● Aim
Can you rewrite the lines below from the line with "man's chin, returned" to the line with "[[668, 30]]", both included, keeping the requests and adding 87 to every coordinate in the answers?

━━ Data excerpts

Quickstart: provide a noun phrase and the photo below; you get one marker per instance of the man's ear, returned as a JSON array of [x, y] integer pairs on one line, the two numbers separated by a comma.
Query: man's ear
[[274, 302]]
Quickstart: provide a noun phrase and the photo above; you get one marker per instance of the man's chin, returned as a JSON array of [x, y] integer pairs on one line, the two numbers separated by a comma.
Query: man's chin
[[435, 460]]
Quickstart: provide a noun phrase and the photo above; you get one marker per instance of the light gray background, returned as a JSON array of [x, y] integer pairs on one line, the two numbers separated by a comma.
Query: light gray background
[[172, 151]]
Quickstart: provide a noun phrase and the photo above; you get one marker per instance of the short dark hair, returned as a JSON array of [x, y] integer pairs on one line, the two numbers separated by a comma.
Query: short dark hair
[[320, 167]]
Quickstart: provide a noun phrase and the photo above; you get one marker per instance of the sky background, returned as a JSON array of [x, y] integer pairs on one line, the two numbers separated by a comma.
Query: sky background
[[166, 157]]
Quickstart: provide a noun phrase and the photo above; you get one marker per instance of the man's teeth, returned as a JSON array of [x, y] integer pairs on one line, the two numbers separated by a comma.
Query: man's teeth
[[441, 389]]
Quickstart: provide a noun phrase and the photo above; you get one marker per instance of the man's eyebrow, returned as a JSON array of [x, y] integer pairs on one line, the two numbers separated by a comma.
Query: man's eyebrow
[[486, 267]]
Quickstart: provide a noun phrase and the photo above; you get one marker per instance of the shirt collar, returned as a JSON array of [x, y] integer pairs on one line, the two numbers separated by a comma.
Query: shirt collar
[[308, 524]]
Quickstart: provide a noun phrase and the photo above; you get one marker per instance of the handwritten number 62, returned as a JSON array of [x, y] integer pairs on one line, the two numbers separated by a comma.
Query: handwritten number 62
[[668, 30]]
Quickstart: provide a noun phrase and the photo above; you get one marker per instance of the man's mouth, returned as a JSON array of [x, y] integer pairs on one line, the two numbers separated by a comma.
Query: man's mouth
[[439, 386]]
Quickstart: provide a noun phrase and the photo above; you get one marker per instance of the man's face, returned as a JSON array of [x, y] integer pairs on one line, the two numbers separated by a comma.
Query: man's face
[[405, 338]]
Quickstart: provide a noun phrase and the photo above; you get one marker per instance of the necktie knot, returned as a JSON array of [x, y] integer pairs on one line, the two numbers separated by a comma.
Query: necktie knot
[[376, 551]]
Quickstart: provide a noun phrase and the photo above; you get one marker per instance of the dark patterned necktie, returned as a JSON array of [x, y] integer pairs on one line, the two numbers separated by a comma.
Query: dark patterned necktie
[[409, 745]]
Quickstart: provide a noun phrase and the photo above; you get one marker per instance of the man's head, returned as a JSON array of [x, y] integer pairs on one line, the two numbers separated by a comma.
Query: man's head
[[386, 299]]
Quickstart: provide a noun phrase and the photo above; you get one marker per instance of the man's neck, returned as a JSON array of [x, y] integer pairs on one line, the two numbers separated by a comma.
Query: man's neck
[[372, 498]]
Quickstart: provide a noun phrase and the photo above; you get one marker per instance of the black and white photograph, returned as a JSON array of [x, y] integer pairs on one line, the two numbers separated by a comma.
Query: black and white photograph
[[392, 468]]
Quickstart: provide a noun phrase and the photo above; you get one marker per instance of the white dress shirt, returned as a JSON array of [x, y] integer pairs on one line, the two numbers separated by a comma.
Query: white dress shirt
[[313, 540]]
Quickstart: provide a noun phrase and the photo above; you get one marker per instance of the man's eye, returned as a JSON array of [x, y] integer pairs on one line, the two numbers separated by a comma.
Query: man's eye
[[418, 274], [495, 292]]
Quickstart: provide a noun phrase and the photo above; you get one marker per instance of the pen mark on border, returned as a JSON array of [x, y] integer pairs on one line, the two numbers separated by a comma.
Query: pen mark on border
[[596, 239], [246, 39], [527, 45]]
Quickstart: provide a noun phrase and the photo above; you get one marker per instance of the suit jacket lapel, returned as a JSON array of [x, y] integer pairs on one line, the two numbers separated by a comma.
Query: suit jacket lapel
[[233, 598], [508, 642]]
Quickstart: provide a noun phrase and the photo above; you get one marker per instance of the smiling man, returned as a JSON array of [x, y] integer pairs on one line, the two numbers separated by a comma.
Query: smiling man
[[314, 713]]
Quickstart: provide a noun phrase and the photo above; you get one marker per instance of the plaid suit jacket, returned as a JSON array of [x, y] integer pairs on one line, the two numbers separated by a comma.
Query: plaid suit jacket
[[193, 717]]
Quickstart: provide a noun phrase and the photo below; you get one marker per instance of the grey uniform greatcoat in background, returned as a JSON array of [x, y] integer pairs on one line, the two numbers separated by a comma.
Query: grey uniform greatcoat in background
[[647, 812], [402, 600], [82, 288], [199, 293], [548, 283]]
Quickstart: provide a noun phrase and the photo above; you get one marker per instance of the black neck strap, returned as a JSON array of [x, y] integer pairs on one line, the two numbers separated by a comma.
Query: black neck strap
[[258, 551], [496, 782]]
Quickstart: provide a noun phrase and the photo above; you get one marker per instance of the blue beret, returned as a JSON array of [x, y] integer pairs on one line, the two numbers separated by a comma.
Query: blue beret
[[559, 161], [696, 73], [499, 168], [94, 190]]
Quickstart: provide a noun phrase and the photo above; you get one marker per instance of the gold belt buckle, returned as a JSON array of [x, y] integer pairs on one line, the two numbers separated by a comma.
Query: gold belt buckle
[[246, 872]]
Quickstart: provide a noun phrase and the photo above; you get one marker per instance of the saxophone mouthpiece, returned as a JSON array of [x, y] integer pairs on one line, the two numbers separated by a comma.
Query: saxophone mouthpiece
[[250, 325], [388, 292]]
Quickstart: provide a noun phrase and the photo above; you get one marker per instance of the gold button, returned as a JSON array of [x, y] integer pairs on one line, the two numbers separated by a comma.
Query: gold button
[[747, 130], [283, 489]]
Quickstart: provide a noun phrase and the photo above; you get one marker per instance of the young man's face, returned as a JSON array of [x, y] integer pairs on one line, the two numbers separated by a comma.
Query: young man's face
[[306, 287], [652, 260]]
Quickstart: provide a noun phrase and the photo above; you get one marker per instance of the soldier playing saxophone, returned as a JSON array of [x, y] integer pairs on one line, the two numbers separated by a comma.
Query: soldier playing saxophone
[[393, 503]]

━━━━

● Right answer
Quickstart: provide a noun phrase and the photo above; you get one marker per instance of the man's chin, returned as a JSON array of [x, y] integer pairs on one line, the two numbers separated by a comma.
Query: man's chin
[[522, 547]]
Quickstart: provide a noun phrase and the photo above; you get one marker per instance of the light gray background, returned as a JSON array of [x, y] integer pairs on one line, the two numbers separated by a comma.
Query: light gray background
[[259, 238]]
Quickstart: provide a noun phrase and the photo above; you get one marker per instance of the short dark hair, returned as a JSON array of [x, y] integer pairs on one line, the two numbers separated by a comma.
Query: short dark hair
[[407, 254]]
Quickstart: provide a noun phrase and the photo above; you get one marker per instance of the sky background, returned as a JSON array of [x, y] integer pairs on one line, the two numbers separated by a comma.
Query: sky background
[[253, 244]]
Quickstart: provide a noun phrase and the photo above; you get one marker per instance of the man's teeth, returned as a JSON array of [x, y] integer pairs on one line, the two numbers separated by a comma.
Query: man's teeth
[[528, 476]]
Quickstart: provide a noun phrase and the photo above; you get one marker per instance of the man's eyebrow, returned as a JSON array of [x, y] integer pairs on one line, the two numbers separated by a comma.
Query: man's eyebrow
[[573, 354]]
Quickstart: provide a noun phrase and the photo above; you get one marker per instance of the shirt collar, returned as a JSON array of [x, y] integer pairs on one line, the two numbers separated by a comma.
Query: shirt collar
[[395, 611]]
Quickstart: provide a noun phrase and the photo above; you get one marker per instance of the handwritten number 62, returned as a JSON array of [x, y] integer pairs on one line, the two numbers separated by a comma.
Query: handwritten number 62
[[755, 117]]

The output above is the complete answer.